*PROBLEM DESCRIPTION*:
Rewrite all of the data below, substituting "Object" for "Target" wherever it occurs and leaving every other line as it is.

(Some records)
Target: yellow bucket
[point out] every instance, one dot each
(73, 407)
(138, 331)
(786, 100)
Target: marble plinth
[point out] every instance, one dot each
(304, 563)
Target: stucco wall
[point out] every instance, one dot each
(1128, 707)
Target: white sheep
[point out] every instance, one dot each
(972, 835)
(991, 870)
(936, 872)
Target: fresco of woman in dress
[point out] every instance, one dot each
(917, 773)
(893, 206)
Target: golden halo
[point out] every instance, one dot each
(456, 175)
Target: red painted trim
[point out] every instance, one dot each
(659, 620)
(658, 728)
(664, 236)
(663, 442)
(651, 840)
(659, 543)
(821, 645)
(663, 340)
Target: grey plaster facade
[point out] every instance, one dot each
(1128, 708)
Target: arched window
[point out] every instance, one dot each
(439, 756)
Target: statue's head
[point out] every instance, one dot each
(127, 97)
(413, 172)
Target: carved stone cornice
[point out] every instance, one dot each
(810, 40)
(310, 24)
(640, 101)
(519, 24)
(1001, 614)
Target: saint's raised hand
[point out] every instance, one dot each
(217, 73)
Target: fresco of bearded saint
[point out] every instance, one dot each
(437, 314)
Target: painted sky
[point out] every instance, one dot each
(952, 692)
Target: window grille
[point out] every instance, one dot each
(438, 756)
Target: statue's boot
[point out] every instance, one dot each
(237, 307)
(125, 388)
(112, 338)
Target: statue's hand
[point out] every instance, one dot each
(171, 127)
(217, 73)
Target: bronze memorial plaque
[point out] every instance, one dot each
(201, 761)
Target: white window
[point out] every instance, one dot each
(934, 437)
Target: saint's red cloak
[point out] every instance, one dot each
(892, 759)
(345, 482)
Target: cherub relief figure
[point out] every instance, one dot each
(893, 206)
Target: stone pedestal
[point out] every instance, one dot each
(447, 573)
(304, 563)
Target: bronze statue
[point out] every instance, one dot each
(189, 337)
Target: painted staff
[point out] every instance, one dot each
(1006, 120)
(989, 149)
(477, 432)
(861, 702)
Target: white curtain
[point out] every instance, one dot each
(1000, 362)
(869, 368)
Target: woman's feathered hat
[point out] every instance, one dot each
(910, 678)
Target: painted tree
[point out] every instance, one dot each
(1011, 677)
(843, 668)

*TASK OUTPUT*:
Object: yellow bucket
[point out] every instance, one dot each
(73, 407)
(138, 331)
(786, 100)
Object: marble plinth
[point out] every instance, one dot each
(304, 563)
Object: stucco wall
[point out] every instance, one dot each
(1128, 707)
Object: white sheep
[point out] every instance, one dot each
(972, 835)
(991, 870)
(936, 872)
Object: fresco of woman in dress
[point out] every instance, one dot each
(917, 773)
(893, 206)
Object: golden halo
[point out] every instance, one dot each
(456, 175)
Object: red painted trim
[point out] every instance, one dot each
(659, 620)
(658, 728)
(664, 236)
(663, 442)
(651, 840)
(659, 543)
(821, 645)
(663, 340)
Object: grey plaster facade
[point out] every instance, one dot each
(1128, 708)
Object: arched window
[point out] every instance, one dot each
(439, 756)
Object: statue's head
[point out] every instance, one dot each
(127, 97)
(413, 172)
Object: carved stone cornice
[point out] every instance, one dot each
(810, 40)
(310, 24)
(640, 101)
(519, 24)
(1001, 614)
Object: saint's raised hand
[point out] every instance, one dot each
(217, 73)
Object: fresco of bearded saint
[point out] every instance, one dot each
(437, 314)
Object: painted sky
[point out] every instance, one dot each
(952, 692)
Object: window grille
[point out] every instance, one dot each
(438, 756)
Object: statue's boot
[point out] every instance, one dot each
(237, 307)
(125, 388)
(112, 338)
Object: statue's hand
[point out] every instance, one dot each
(171, 127)
(217, 73)
Object: bronze memorial plaque
[point out] every instance, one dot each
(201, 761)
Object: white window
[point out] every instance, one dot each
(934, 437)
Object: saint's red cloak
[point out] every instance, one dot each
(892, 759)
(345, 482)
Object: cherub relief figure
[point out] every instance, one dot each
(893, 206)
Object: stone pedestal
[point out] every instance, one dot each
(447, 573)
(304, 563)
Object: bronze statue
[point out] every instance, one dot each
(189, 337)
Object: painted staff
[point out] every instance, one dot each
(1006, 120)
(989, 149)
(477, 432)
(861, 702)
Object: white curtain
[point out] every instance, one dot each
(1000, 362)
(869, 368)
Object: woman's feathered hat
[point out] every instance, one dot each
(910, 678)
Object: painted tree
[point out] every instance, one dot each
(1011, 677)
(843, 668)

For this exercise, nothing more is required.